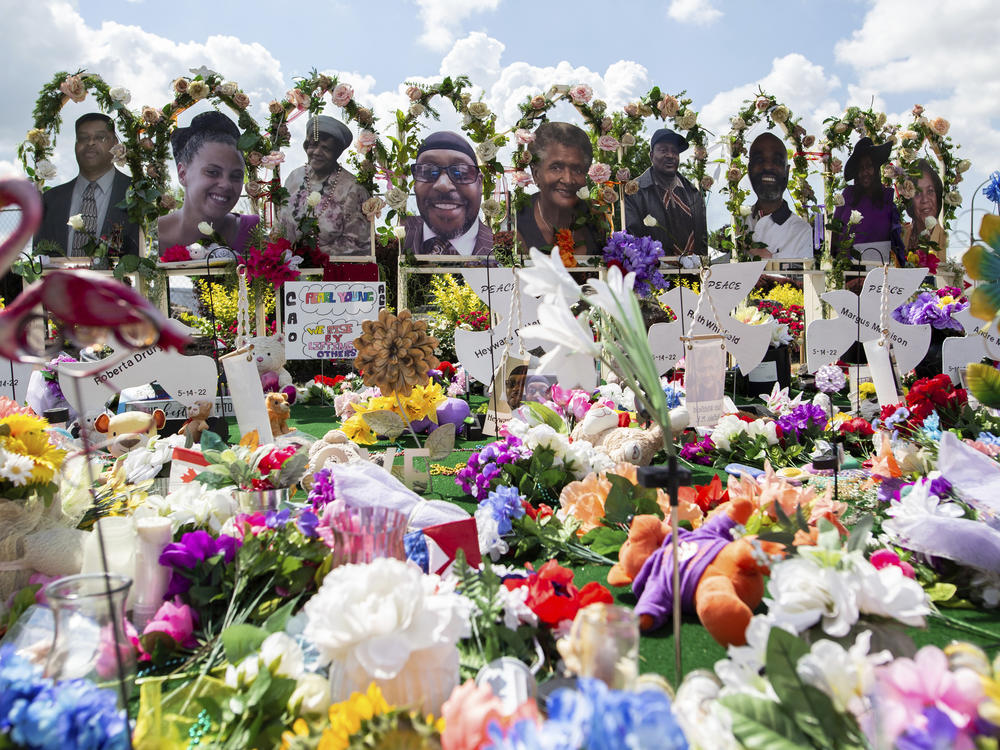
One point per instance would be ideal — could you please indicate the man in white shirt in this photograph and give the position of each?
(449, 190)
(785, 234)
(94, 194)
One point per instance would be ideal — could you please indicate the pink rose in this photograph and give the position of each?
(940, 126)
(581, 93)
(886, 557)
(599, 172)
(669, 106)
(342, 94)
(176, 620)
(272, 160)
(74, 88)
(468, 713)
(299, 99)
(608, 143)
(520, 178)
(365, 142)
(523, 136)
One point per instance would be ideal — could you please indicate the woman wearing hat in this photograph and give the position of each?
(210, 168)
(343, 229)
(880, 219)
(924, 205)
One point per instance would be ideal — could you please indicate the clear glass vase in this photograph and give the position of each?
(89, 614)
(361, 535)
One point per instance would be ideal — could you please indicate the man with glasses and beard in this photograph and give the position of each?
(784, 234)
(94, 194)
(449, 190)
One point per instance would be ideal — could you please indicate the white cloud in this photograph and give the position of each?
(699, 12)
(443, 18)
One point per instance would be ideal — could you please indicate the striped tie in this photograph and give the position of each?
(88, 211)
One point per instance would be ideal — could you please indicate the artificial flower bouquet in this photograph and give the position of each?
(249, 466)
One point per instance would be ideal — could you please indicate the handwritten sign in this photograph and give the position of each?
(859, 319)
(322, 319)
(187, 379)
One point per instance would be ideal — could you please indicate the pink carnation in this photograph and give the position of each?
(599, 172)
(176, 620)
(365, 142)
(342, 94)
(581, 93)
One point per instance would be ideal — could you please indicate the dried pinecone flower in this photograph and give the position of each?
(395, 352)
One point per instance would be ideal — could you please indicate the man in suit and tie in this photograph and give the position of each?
(94, 194)
(449, 190)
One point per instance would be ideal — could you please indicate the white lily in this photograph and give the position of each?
(569, 333)
(548, 278)
(612, 296)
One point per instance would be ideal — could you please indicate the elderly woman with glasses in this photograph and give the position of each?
(449, 191)
(337, 220)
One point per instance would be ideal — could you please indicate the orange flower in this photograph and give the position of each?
(567, 246)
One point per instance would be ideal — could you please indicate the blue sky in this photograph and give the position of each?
(816, 57)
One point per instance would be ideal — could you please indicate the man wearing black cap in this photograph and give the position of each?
(785, 235)
(670, 198)
(342, 227)
(880, 229)
(94, 195)
(449, 190)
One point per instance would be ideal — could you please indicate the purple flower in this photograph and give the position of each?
(640, 255)
(307, 523)
(803, 418)
(323, 489)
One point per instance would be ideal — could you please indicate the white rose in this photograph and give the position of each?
(396, 199)
(486, 150)
(45, 169)
(120, 94)
(803, 594)
(311, 696)
(282, 655)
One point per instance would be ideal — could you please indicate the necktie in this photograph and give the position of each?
(88, 211)
(438, 246)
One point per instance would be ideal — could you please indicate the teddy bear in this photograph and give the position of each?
(129, 430)
(720, 579)
(277, 413)
(197, 421)
(599, 427)
(269, 356)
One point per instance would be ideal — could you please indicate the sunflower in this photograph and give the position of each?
(394, 352)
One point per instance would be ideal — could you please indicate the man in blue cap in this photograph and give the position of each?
(449, 190)
(670, 198)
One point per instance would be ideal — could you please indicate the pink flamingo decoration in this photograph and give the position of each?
(87, 306)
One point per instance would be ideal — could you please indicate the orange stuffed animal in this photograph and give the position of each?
(720, 579)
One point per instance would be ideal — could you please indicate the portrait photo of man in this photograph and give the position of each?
(670, 198)
(449, 191)
(94, 194)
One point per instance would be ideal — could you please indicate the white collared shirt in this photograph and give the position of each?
(465, 244)
(102, 197)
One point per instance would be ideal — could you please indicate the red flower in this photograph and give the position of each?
(552, 595)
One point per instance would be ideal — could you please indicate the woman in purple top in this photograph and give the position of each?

********

Task item: In transcribing the lines above, omit the images and keep all else exact.

Solution to this problem:
One point per instance would be ideal — could you please indicate the man in white shirt in this photograph and give the position of each?
(449, 190)
(785, 234)
(94, 194)
One point per instance would be ideal — could you please indicate the pink rose in this photograph and give the position of each?
(940, 126)
(581, 93)
(886, 557)
(599, 172)
(669, 106)
(342, 94)
(176, 620)
(272, 160)
(74, 88)
(468, 713)
(299, 99)
(608, 143)
(520, 178)
(365, 142)
(523, 136)
One point per instance would be ideal — could you please indicate the woman wearing hat in this photograph and give the position of each?
(210, 168)
(343, 229)
(880, 219)
(924, 205)
One point per instance would be ideal — could you please indicate the clear glass vase in this photograph and give the position of each?
(89, 614)
(361, 535)
One point per instance would be ideal — could you please indicate the man with glasses and beard in this photograph and give the position of each?
(784, 234)
(94, 194)
(449, 190)
One point per instance would be ideal — could you please indicate the white cloud in this photograph and give the position of each?
(699, 12)
(443, 18)
One point per instance would be ideal — could you please indicate the striped tie in this photograph and give the position of each?
(88, 211)
One point per instance would be ideal — could you please indicate the artificial flower bouquet in this photograph and give the position of each?
(249, 466)
One point per instance would be ideal — could you please indicate the handwritten sign in this photograph and give the position of each?
(859, 319)
(322, 319)
(187, 379)
One point per instance would be ideal — could you please indicate the pink carnation in this photograph and give the position of each?
(599, 172)
(176, 620)
(365, 142)
(342, 94)
(581, 93)
One point per instance would be ideal — could you please indicate the dried pinecone flower in this photograph and give the position of each?
(395, 352)
One point per instance would be ideal — could you please indicate the man in suit and tie in this photograph and give the position of each?
(94, 194)
(449, 190)
One point per instance would be ideal — could you please indicate the white lily in this photograph and give the position of each?
(569, 333)
(548, 278)
(612, 296)
One point per instance would be ideal — could you please indicate the elderly woman with glasses in this photograph and give the position of each?
(449, 191)
(337, 220)
One point per instance would be ideal — could you please indicate the orange flower in this photograph and give the position of each?
(567, 246)
One point per instance would be ideal — could you please indicate the blue sky in this photograph and give the position of each?
(816, 57)
One point per instance would be ideal — could you please indicate the man wearing black cap in this photograph and give the position of each?
(785, 235)
(670, 198)
(342, 227)
(880, 229)
(94, 195)
(449, 190)
One point per instance would be ideal — could you please indicate the purple flower in this photograph and give the position of each?
(640, 255)
(307, 523)
(803, 418)
(323, 489)
One point per instance would be ideal — could you please indicate the white rose in this photograph and give the position of each?
(396, 199)
(486, 150)
(45, 169)
(120, 94)
(803, 594)
(311, 696)
(282, 655)
One point per instance would be ideal — could you please indicate the necktie in this photograph and give the position of each?
(88, 211)
(438, 246)
One point per instance would be ideal — could you please indicate the teddy bear in this photograph and give the position of each?
(129, 430)
(720, 579)
(277, 413)
(197, 421)
(599, 427)
(269, 356)
One point per instance would be ideal — could you please indicate the sunflower in this photograph and give the position of each?
(394, 352)
One point per instance would be ideal — could you please indicate the man in blue cap in this photograph and give the position of each?
(449, 190)
(670, 198)
One point per instance would be ideal — could you please indicate the pink flamingo decoration in this photograph and give the position of each?
(87, 306)
One point per instance would be ideal — could you please indicate the orange stuffed animal in this photograph and give the position of each?
(720, 579)
One point per instance would be ideal — could you please indicate the portrait photo of man in this photograph and give the position of each?
(670, 198)
(449, 191)
(94, 194)
One point per instance would be ideal — could you please indicate the white collared shirt in this photograph and give the position of each?
(465, 244)
(102, 197)
One point per instance would be ideal — could you please indicate the red flower in this photograph and give the position of each?
(552, 595)
One point per instance would be ideal — could you please indicate the woman in purple top in this photograph and give the position of each?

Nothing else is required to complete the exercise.